◆ Your instructions
Please reproduce the entries exactly, skipping each picture.

◆ Task material
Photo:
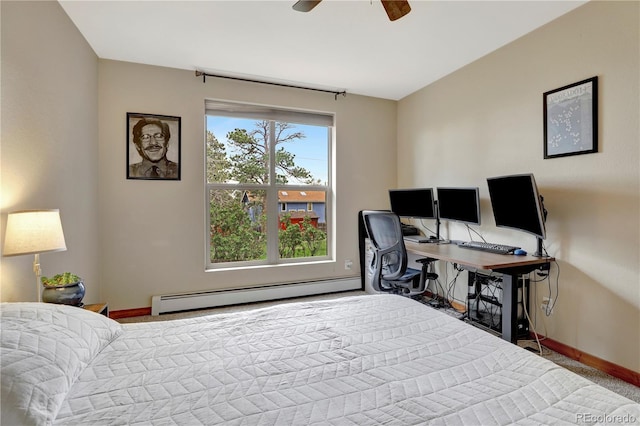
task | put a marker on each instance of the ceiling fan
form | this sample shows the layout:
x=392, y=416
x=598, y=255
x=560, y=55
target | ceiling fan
x=395, y=9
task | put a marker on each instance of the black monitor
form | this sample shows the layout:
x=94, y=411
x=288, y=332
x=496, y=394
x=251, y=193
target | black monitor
x=459, y=205
x=517, y=204
x=416, y=203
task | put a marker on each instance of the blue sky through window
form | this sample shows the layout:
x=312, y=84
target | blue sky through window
x=310, y=152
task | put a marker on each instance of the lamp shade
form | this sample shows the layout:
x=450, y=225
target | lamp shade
x=32, y=232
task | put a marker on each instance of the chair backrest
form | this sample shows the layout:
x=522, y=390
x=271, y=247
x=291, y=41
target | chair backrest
x=390, y=255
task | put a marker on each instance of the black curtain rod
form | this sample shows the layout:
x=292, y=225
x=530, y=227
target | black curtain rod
x=205, y=75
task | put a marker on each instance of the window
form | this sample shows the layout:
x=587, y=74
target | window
x=265, y=168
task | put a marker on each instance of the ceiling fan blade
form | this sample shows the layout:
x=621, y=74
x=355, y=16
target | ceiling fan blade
x=305, y=5
x=395, y=9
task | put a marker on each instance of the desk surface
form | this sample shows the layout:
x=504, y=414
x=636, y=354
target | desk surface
x=473, y=258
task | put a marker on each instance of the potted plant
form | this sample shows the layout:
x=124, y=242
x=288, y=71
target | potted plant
x=65, y=289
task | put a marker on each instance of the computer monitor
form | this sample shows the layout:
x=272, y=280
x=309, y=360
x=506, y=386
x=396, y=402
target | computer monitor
x=459, y=205
x=415, y=203
x=517, y=204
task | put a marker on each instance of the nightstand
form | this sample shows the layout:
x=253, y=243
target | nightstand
x=99, y=308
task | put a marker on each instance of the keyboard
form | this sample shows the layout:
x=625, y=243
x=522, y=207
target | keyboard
x=490, y=247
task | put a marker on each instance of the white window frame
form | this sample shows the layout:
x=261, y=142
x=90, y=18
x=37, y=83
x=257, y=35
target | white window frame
x=263, y=112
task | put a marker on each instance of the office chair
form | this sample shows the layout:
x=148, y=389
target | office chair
x=389, y=263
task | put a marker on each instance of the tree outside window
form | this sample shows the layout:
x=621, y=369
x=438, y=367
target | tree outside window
x=258, y=170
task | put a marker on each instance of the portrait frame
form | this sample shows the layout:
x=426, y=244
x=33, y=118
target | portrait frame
x=571, y=119
x=167, y=168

◆ Task response
Photo:
task | put a marker on each instance of the ceiling fan
form | this sample shows the layout:
x=392, y=416
x=598, y=255
x=560, y=55
target | ceiling fan
x=395, y=9
task | put a marker on each instance of the black monitor
form | this sample shows the layout:
x=94, y=411
x=288, y=332
x=496, y=394
x=251, y=193
target | black monitor
x=459, y=205
x=517, y=204
x=416, y=203
task | put a marker on each instance of the blue sky through window
form | this sample shows the layout:
x=312, y=84
target | blue sky through window
x=310, y=152
task | put a marker on each instance of the lamp shade
form | this sample shows the layout:
x=450, y=225
target | lamp shade
x=32, y=232
task | put a marker on each instance of the chair backrest
form | this sample shows the layout:
x=522, y=390
x=271, y=247
x=291, y=41
target | chair backrest
x=390, y=255
task | put a marker on each instance of the black curtain rod
form | this sample shows the layout:
x=292, y=225
x=530, y=227
target | black curtain rod
x=205, y=75
task | put a marker on each instance of the window
form | this sample shows the layout:
x=587, y=74
target | window
x=265, y=168
task | put a marker on each instance of the ceiling fan blade
form | this sample shows the layout:
x=621, y=74
x=355, y=16
target | ceiling fan blade
x=305, y=5
x=395, y=9
task | put a marker on each instance of the desk surface
form | this sample shows the layout:
x=504, y=414
x=636, y=354
target | desk surface
x=473, y=258
task | put a marker on each instance of the potted plant
form | this sample shows the layout:
x=124, y=242
x=288, y=71
target | potted plant
x=65, y=289
task | put a marker on each instance of the computer monitor
form | this sample shows the layout:
x=272, y=280
x=309, y=360
x=506, y=386
x=396, y=402
target | computer monitor
x=459, y=205
x=415, y=203
x=517, y=204
task | put a marker on each instance of the nightstand
form | this sample shows the layout:
x=253, y=243
target | nightstand
x=99, y=308
task | put a marker on each instance of the keyboard
form | this sample shows the layout:
x=625, y=243
x=522, y=207
target | keyboard
x=490, y=247
task | put a marker on each instance of the white window frame
form | this sample shows the layout:
x=261, y=142
x=90, y=18
x=37, y=83
x=257, y=35
target | white window frame
x=263, y=112
task | put a marker on each instance of the office chair
form | this sample shows the layout:
x=148, y=389
target | office chair
x=389, y=263
task | put a marker on each instance of the tree outside window
form | this sample shows the layout:
x=621, y=369
x=438, y=367
target | tree outside window
x=258, y=170
task | put a marker on each instance of the portrait frame
form | this sample shows the layout:
x=426, y=244
x=33, y=118
target | portrait frame
x=571, y=119
x=167, y=168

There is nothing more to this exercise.